L'étape Kumai Kétapang qui devait me faire longer la côte de Kalimantan (la partie indonésienne de Bornéo) ne devait être qu'une formalité ...
Deux cent milles nautiques seulement à parcourir, pas de coup de vent annoncé, ni récif, ni banc de sable ou autre obstacle dangereux sur ma route ; je m'attendais donc à passer de 36 à 48 heures en mer pour une navigation peinarde. Il en fut tout autrement !
La faute à un temps épouvantablement instable, à de sournois filets de pêche et à une approche de Ketapang acrobatique ...
Le voyage commença tranquillement pas la descente de la rivière de Kumay. J'avais choisi de partir en début de matinée, histoire d'arriver à destination avant la nuit du lendemain. C'était aussi le bon moment pour profiter du courant descendant de la rivière, ce qui sur une dizaine de milles peut représenter un gain de deux à trois heures. Le temps était clair et le traffic faible. Cette virée commençait donc sous les meilleurs hospices.

## OBJECTIF A
Recopiez à l'identique toutes les lignes des entrées ci-dessous, en laissant les images de côté.

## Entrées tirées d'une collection

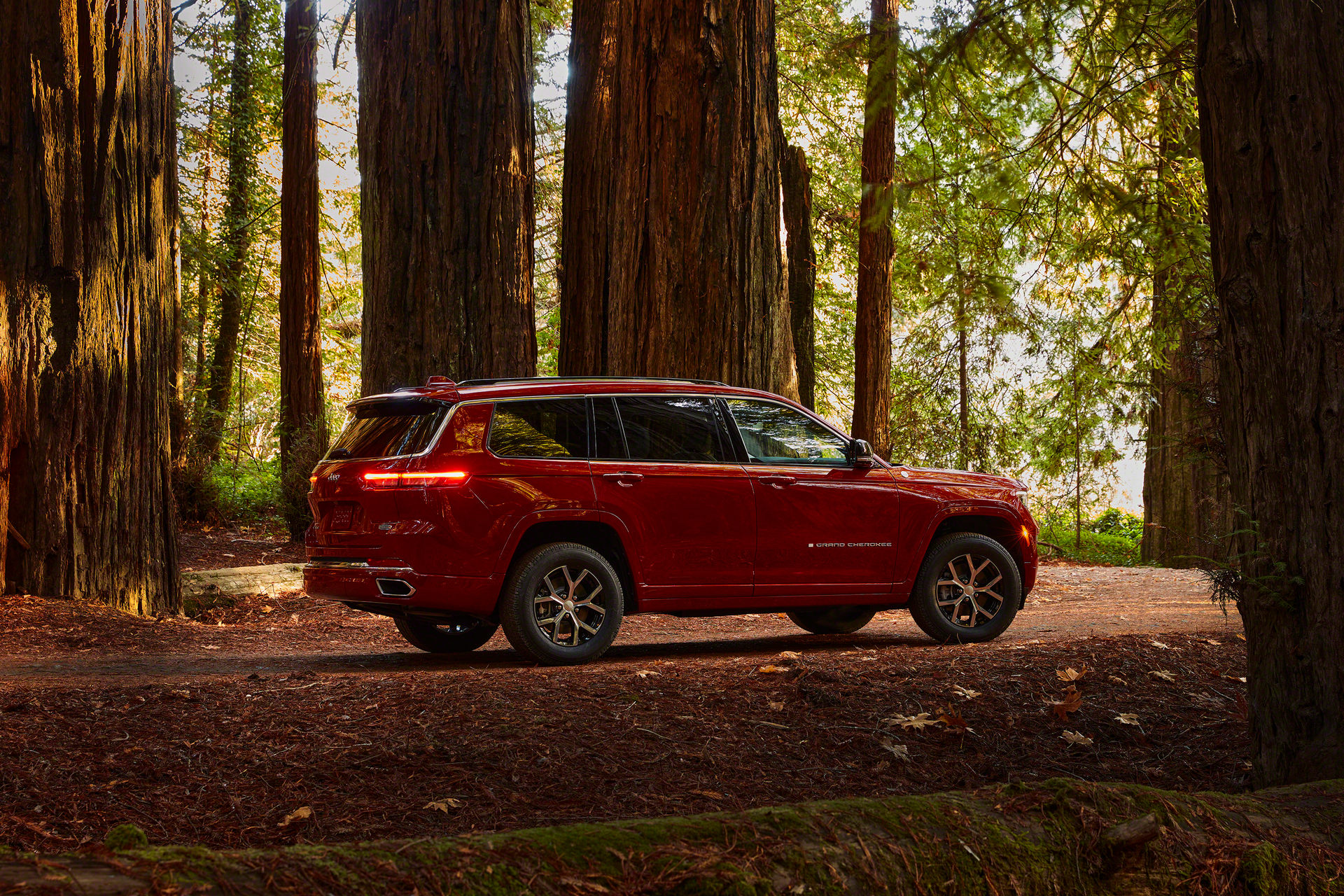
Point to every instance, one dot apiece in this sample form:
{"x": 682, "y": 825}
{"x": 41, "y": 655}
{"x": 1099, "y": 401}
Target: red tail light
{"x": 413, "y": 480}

## OBJECTIF B
Reprenez le texte sur l'étape vers Ketapang en commençant par « Deux cent milles » et en allant jusqu'à « tout autrement ! », après avoir remplacé « peinarde » par « tranquille ».

## RÉPONSE COMPLÈTE A
Point to every instance, one dot apiece in this sample form:
{"x": 682, "y": 825}
{"x": 41, "y": 655}
{"x": 1099, "y": 401}
Target: red tail light
{"x": 413, "y": 480}

## RÉPONSE COMPLÈTE B
Deux cent milles nautiques seulement à parcourir, pas de coup de vent annoncé, ni récif, ni banc de sable ou autre obstacle dangereux sur ma route ; je m'attendais donc à passer de 36 à 48 heures en mer pour une navigation tranquille. Il en fut tout autrement !